◆ WHAT THIS TASK INVOLVES: Provide the data again in its entirety, exactly as given.

◆ DATA SUPPLIED:
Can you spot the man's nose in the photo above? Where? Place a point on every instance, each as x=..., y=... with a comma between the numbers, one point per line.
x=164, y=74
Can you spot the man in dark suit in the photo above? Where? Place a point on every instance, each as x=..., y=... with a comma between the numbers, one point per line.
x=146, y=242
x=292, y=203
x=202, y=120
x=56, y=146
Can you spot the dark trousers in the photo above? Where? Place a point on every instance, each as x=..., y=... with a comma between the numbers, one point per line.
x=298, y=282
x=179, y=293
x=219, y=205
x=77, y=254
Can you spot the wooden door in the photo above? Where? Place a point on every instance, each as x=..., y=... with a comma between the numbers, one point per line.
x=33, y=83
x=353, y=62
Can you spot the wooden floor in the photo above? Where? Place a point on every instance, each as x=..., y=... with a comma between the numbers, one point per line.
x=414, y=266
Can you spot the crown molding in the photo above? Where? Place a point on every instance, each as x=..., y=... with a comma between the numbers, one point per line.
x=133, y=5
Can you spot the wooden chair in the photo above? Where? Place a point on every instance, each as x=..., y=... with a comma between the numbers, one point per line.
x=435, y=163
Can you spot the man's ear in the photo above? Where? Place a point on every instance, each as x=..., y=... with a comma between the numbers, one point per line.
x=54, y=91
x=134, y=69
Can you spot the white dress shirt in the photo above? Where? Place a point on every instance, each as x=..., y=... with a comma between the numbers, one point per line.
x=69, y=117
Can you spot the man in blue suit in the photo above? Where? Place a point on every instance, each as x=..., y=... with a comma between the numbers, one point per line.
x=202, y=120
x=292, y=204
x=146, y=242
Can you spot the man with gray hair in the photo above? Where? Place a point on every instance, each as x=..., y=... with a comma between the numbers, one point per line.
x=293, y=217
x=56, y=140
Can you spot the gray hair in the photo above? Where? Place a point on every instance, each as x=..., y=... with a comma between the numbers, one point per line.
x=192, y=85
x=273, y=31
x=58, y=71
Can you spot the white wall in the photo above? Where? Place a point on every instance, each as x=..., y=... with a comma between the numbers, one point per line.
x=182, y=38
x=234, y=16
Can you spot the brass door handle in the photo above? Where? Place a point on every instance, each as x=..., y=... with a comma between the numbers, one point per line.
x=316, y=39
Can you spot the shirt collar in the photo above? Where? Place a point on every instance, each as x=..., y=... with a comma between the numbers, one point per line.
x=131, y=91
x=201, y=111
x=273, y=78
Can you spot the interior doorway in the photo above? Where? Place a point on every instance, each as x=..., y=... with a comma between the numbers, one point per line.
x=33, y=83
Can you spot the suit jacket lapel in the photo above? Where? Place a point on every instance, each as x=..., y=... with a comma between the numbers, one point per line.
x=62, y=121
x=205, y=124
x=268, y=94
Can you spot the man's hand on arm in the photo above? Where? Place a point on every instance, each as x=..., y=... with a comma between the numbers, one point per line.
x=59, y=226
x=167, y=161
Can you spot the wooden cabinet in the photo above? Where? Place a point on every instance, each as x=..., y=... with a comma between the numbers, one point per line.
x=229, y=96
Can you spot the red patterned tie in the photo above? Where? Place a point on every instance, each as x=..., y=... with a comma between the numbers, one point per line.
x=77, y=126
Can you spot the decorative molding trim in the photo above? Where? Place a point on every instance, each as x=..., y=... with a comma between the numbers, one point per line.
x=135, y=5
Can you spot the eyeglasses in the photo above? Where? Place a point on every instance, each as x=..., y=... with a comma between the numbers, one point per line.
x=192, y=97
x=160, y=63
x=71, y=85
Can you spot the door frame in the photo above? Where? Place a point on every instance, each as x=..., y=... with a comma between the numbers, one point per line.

◆ SOLUTION TO THE EXERCISE:
Can you spot the man's nose in the photo above? Where? Place a point on every instance, each as x=..., y=... with a comma between the numbers, one point per line.
x=164, y=74
Can you spot the man in dark suit in the photo above? Where? Place a point on every instance, each as x=..., y=... with a comma between the numbers, one point per line.
x=146, y=242
x=292, y=203
x=202, y=120
x=56, y=146
Can you spot the dark trousers in the photo above? Where? Place a point on every instance, each as x=..., y=... with a comma between the numbers, one point per line.
x=298, y=282
x=179, y=293
x=219, y=205
x=77, y=254
Can you spot the wooden door in the photo above? Where? Place a point on every instance, each as x=..., y=... with a comma between the numbers, one point per line.
x=33, y=83
x=353, y=62
Can you spot the wooden floor in the photo above? Where? Place a point on every instance, each as x=..., y=... with a comma between the numbers, one point per line.
x=414, y=266
Can you spot the crown molding in the photo above? Where? Place a point on every instance, each as x=..., y=... with a comma between the numbers, one point per line.
x=133, y=5
Can you spot the wooden chair in the photo above? Where? Place a point on every instance, each as x=..., y=... with a comma between the numbers, one point per line.
x=435, y=163
Can you spot the man's ear in the photo above? Where? Place a point on every instance, each as x=..., y=... with a comma between the numbers, one point per line.
x=54, y=91
x=134, y=69
Can you spot the white dress shirt in the photo above? Where? Place a point on every instance, each as x=..., y=... with a comma between the numbers, one point per line.
x=69, y=117
Can you spot the man in blue suit in the photo above? Where? Place a point on every instance, each as x=..., y=... with a comma between the numbers, one point per line.
x=202, y=120
x=292, y=204
x=146, y=242
Can you spot the man with gray hair in the photo above? Where? Place a point on every instance, each as x=..., y=... with a comma between the numbers, one point per line.
x=293, y=217
x=56, y=140
Can you spot the gray hair in the photo above? Where? Place a point on every instance, each as x=..., y=... with a comma between the numbers, one point per line.
x=192, y=85
x=273, y=31
x=58, y=71
Can you spot the white wall in the photo above? Where? Place a point on every instance, each as x=..., y=... with a comma between the numbers, one point per line.
x=182, y=38
x=234, y=16
Can you spot the brass door handle in the photo above? Where? Place a point on every instance, each as x=..., y=... with a comma between the numbers, one point per line.
x=316, y=39
Can you spot the shirt collar in the photo above? Where? Place a point on every instance, each as x=..., y=... with a comma between the numbers, one point per line.
x=131, y=91
x=201, y=111
x=273, y=78
Can you spot the interior doorway in the photo above? Where? Place a point on every instance, each as x=..., y=... with a comma between the numbers, one point per line.
x=33, y=83
Can you spot the suit jacket lapel in the photo above? Where? Place a point on every instance, each as x=..., y=... with a comma between the numbers, one point per line.
x=62, y=121
x=205, y=124
x=268, y=94
Can you spot the man's hand on arm in the photo above? Where? Place a point on every instance, each as x=..., y=... with a comma between the numbers, one point per line.
x=59, y=226
x=167, y=161
Can you spot the wooden cabinet in the photo above? Where? Place a point on every instance, each as x=..., y=... with a comma between the numbers, one point per line.
x=229, y=96
Can you spot the red patterned tie in the photo above? Where? Place a point on every instance, each as x=..., y=... with a comma between the numbers, one point per line.
x=77, y=126
Can you spot the decorative molding trim in the photo above? Where? Place a point on every instance, each as x=..., y=... with a comma between the numbers, one point per line.
x=135, y=5
Can you spot the eyeglasses in the photo above? Where? Place a point on every instance, each as x=..., y=... with a comma between the numbers, one point per line.
x=192, y=97
x=160, y=63
x=71, y=85
Can you spot the door frame in the photo above? Where? Place a point on every instance, each as x=..., y=... with a comma between the numbers, one point per line.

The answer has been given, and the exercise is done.